Programming Langauges and Compilers (CS 164) with Paul Hilfinger was the hardest class I took in college, bar none. I recommend it to anyone studying CS at Cal: the correspondence between formal grammars and state machines-as-parsers has been pretty personally impactful. State machine diagrams were an indispensible part of Hilfinger’s notes on those subjects, and drawing out a state machine diagram to tap out the state transitions is how I recall those notes now.
State machine diagrams are indespensible to State Machines via Jorge Luis Borges because, without all my mnemonic drawing and tapping, I wouldn’t have recognized the connection between text and theory. The diagrams are also an indespensable way to concretize the examples in that post. I’m not prepared to explain (non)determinism without converting a specific graph, and I don’t have the patience to squeeze all ambiguity out of mock-Borges prose.
Diagramming also presented an opportunity to go further than the CS 164 notes: rather than just presenting diagrams and counting on readers to understand the rules governing state transitions, I wanted the diagrams to demonstrate those rules by illustrating dynamic user input.
I did all of this with TikZ, a LaTeX extension for specifying diagrams (probably the same extension Hilfinger used). This might seem like an odd choice for interactive demos, but there’s a logic behind the bodge!
pandoc-blog
, the static site generator I use, is full of opinions. It uses Pandoc to convert Markdown and LaTeX source to HTML documents in order to
Avoid big dependencies.1
Prefer print-friendliness.
The primary motivation in using Pandoc was to be able to swap out converters: rendering a blog post as a PDF should be as simple as pandoc -s source.md -o out.pdf
. Avoid drawing content with Javascript: it shouldn’t take PhantomJS to produce a PDF.
Prefer semantic markup.
In practice, this mostly means not abusing HTML elements to do things they aren’t intended to do, but it’s also reason to prefer a diagram specified in the DOM over a raster image (when possible).
State Machines imposed particular requirements. All of my diagrams would have a great deal in common; they should represent states and transitions, with labels, in a consistent style. Given that similarity, I wanted a tool that’d let me define the state machines as minimally as possible. Each diagram definition should be easy to read and version.
Finally, I needed something I could make interactive: node appearances need to change according to user input.

(Data pulled from a collection)
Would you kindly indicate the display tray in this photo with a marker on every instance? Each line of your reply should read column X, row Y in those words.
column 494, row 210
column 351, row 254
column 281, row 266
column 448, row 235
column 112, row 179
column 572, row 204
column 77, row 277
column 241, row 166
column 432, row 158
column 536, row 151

* **What you should do**:
Can you retype the post on drawing state machine diagrams from "State machine diagrams are" up to and including "dynamic user input."? The listing isn't needed for any of this.

* **Answer below**:
State machine diagrams are indespensible to State Machines via Jorge Luis Borges because, without all my mnemonic drawing and tapping, I wouldn’t have recognized the connection between text and theory. The diagrams are also an indespensable way to concretize the examples in that post. I’m not prepared to explain (non)determinism without converting a specific graph, and I don’t have the patience to squeeze all ambiguity out of mock-Borges prose.
Diagramming also presented an opportunity to go further than the CS 164 notes: rather than just presenting diagrams and counting on readers to understand the rules governing state transitions, I wanted the diagrams to demonstrate those rules by illustrating dynamic user input.